*WRITTEN EXERCISE*: From the records below, pick out each line that contains the string "black" and copy it in full.

# start of EXERCISE DATA

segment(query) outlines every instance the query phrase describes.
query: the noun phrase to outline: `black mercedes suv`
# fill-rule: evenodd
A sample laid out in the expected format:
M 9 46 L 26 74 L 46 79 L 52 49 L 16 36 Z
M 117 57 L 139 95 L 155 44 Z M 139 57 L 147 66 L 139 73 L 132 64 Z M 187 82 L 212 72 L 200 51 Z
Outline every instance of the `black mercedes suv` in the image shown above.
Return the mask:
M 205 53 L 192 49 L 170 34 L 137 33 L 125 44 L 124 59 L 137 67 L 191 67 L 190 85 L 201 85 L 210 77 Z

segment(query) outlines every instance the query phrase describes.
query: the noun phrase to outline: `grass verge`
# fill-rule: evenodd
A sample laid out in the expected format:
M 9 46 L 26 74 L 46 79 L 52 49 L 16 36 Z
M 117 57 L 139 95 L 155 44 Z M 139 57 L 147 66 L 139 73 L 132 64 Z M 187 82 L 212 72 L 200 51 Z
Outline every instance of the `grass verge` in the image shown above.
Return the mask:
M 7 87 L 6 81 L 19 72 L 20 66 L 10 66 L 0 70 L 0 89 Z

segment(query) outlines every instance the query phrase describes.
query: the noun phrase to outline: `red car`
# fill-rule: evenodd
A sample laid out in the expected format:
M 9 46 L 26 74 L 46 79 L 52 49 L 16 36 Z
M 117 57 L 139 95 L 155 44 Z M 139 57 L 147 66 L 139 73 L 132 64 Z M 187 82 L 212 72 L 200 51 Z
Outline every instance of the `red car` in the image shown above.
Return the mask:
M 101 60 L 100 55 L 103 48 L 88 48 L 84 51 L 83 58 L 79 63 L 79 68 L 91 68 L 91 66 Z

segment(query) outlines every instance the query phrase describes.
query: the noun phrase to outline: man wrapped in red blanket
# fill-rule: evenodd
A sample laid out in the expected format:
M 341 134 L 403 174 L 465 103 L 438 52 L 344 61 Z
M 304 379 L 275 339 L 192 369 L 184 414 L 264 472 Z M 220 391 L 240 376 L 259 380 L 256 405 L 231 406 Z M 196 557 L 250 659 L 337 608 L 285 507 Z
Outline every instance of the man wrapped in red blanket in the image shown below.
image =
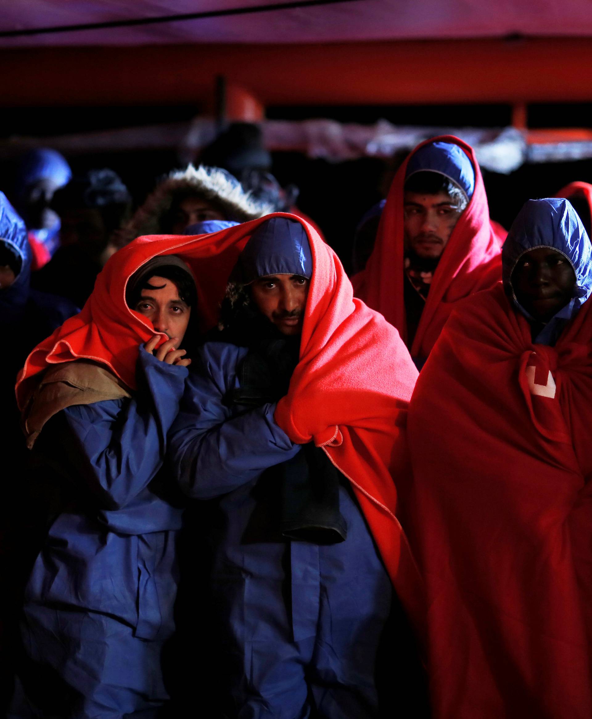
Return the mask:
M 504 283 L 452 313 L 409 408 L 434 715 L 592 716 L 591 246 L 529 201 Z
M 354 291 L 397 328 L 421 368 L 456 303 L 501 279 L 501 244 L 473 149 L 436 137 L 395 175 Z

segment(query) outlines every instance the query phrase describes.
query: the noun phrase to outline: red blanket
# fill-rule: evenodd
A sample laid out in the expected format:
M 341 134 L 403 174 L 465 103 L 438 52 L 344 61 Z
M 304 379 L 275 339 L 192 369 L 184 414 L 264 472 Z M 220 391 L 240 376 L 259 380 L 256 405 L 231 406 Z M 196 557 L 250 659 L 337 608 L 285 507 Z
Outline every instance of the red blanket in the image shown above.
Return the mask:
M 483 178 L 473 148 L 457 137 L 432 137 L 454 142 L 467 153 L 475 169 L 475 191 L 452 231 L 429 288 L 422 319 L 411 347 L 414 357 L 426 357 L 459 300 L 487 289 L 501 279 L 500 240 L 489 221 Z M 383 211 L 376 244 L 366 269 L 353 278 L 357 297 L 381 312 L 406 339 L 403 301 L 403 187 L 409 157 L 399 168 Z
M 555 197 L 565 197 L 569 200 L 572 197 L 581 197 L 588 203 L 590 215 L 592 217 L 592 185 L 587 182 L 570 182 L 562 187 Z
M 314 270 L 301 360 L 275 420 L 293 441 L 312 440 L 323 446 L 352 482 L 398 593 L 416 623 L 419 574 L 395 517 L 395 487 L 409 472 L 405 423 L 417 372 L 394 327 L 353 298 L 333 251 L 310 228 L 309 237 Z
M 591 343 L 592 303 L 533 345 L 500 283 L 419 377 L 403 490 L 437 718 L 592 716 Z

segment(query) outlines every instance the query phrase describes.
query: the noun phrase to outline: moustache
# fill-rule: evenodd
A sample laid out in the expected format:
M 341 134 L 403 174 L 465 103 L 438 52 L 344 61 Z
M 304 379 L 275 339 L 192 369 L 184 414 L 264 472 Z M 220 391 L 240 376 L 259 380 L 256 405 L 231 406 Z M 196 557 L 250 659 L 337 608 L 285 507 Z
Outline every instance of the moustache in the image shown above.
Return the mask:
M 444 240 L 442 237 L 439 237 L 437 234 L 417 234 L 414 237 L 414 241 L 416 242 L 437 242 L 438 244 L 444 244 Z
M 301 314 L 302 310 L 292 310 L 291 312 L 274 312 L 273 316 L 274 319 L 281 321 L 292 317 L 300 317 Z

# end of EXERCISE DATA

*THE OUTPUT*:
query: the noun phrase to outline: `black mercedes suv`
Outline every instance of the `black mercedes suv` in the image shown above.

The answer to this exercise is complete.